Write out the stretch of the material from the line containing "OBJECT_QUERY: doorway" through the end of the material as a Markdown table with columns headed Row and Line, numbering each row and skipping blank lines.
============
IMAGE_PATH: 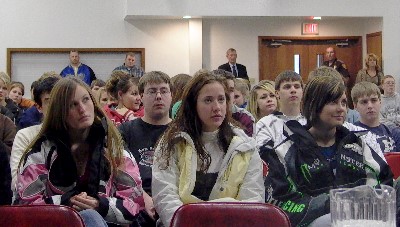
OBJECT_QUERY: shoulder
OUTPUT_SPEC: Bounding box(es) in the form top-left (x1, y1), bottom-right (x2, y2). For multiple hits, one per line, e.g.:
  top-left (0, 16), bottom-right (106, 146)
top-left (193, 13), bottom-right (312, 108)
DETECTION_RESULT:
top-left (232, 105), bottom-right (255, 123)
top-left (236, 63), bottom-right (246, 68)
top-left (80, 63), bottom-right (92, 69)
top-left (218, 63), bottom-right (230, 69)
top-left (228, 127), bottom-right (257, 152)
top-left (15, 124), bottom-right (42, 141)
top-left (0, 113), bottom-right (14, 127)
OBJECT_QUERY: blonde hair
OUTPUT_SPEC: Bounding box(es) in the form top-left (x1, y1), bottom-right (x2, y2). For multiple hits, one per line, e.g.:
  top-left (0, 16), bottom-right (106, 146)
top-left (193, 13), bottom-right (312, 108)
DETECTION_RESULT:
top-left (247, 80), bottom-right (279, 122)
top-left (19, 77), bottom-right (124, 174)
top-left (364, 53), bottom-right (381, 71)
top-left (0, 72), bottom-right (11, 87)
top-left (234, 78), bottom-right (251, 100)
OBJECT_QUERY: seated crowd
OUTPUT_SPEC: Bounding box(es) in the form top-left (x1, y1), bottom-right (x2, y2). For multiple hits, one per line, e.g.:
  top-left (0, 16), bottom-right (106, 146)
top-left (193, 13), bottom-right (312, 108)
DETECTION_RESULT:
top-left (0, 48), bottom-right (400, 226)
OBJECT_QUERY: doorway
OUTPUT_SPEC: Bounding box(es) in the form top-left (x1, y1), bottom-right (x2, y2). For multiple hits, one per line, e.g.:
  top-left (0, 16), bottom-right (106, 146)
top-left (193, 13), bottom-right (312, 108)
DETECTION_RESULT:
top-left (258, 36), bottom-right (362, 87)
============
Exercise response:
| Row | Line |
|---|---|
| 1 | OBJECT_QUERY: doorway |
| 2 | OUTPUT_SPEC: Bounding box(es) in the form top-left (x1, y1), bottom-right (x2, y2). For multiple hits, one per line, e.g.: |
| 3 |   top-left (0, 16), bottom-right (106, 146) |
| 4 | top-left (193, 13), bottom-right (312, 108) |
| 5 | DETECTION_RESULT: |
| 6 | top-left (258, 36), bottom-right (362, 87) |